** BEGIN **
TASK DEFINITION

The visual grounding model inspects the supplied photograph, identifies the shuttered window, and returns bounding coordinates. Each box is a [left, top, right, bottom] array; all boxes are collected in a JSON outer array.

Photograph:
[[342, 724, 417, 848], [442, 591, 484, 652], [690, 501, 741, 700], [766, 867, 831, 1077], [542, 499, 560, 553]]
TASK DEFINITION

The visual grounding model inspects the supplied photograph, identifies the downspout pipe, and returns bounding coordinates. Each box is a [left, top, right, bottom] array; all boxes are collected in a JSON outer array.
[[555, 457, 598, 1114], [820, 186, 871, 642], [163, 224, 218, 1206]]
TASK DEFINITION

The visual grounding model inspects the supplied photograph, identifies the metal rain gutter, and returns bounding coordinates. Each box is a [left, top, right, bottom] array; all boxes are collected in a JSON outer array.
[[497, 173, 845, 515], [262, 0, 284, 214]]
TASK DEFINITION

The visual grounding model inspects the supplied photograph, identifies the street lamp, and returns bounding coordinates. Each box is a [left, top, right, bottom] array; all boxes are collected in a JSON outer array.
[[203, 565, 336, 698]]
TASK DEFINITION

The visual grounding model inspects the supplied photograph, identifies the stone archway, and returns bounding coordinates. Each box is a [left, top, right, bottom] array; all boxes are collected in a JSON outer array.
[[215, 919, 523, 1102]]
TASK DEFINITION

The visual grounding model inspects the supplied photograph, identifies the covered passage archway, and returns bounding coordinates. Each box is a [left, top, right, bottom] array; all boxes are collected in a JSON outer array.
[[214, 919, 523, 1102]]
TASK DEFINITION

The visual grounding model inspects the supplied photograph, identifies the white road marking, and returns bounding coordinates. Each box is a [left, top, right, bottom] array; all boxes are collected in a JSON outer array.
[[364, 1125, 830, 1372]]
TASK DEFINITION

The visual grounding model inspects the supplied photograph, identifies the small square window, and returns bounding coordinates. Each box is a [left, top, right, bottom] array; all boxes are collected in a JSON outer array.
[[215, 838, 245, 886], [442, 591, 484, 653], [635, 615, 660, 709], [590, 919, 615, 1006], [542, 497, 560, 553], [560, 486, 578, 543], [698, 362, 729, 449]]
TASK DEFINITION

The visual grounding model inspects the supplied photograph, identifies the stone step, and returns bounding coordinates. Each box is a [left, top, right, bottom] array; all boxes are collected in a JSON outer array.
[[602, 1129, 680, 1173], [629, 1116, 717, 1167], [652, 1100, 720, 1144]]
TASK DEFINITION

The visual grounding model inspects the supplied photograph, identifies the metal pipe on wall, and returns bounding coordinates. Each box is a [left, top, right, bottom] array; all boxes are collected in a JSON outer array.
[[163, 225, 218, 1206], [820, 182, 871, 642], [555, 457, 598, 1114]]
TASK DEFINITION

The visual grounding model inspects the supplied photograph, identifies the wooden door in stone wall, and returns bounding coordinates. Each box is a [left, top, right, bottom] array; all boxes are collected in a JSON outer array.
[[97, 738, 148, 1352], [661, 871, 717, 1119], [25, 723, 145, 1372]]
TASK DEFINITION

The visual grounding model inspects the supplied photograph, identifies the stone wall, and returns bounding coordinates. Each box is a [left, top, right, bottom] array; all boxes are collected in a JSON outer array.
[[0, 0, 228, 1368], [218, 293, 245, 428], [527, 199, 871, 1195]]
** END **
### To be done
Show each line of the listing above that contains the word "window". Case counts.

### Result of the task
The visual grounding model inspects the supplied photograph, identifies the shuttered window, and returns bounding coordinates. Each box is a [left, top, right, bottom] array; all boxes are collected in a JSON outer array.
The visual grounding model inspects the supplied photograph, identifies the small square window, and returns bounding coordinates. Each box is a [left, top, right, bottom] array; all boxes are collected in a JSON outer array.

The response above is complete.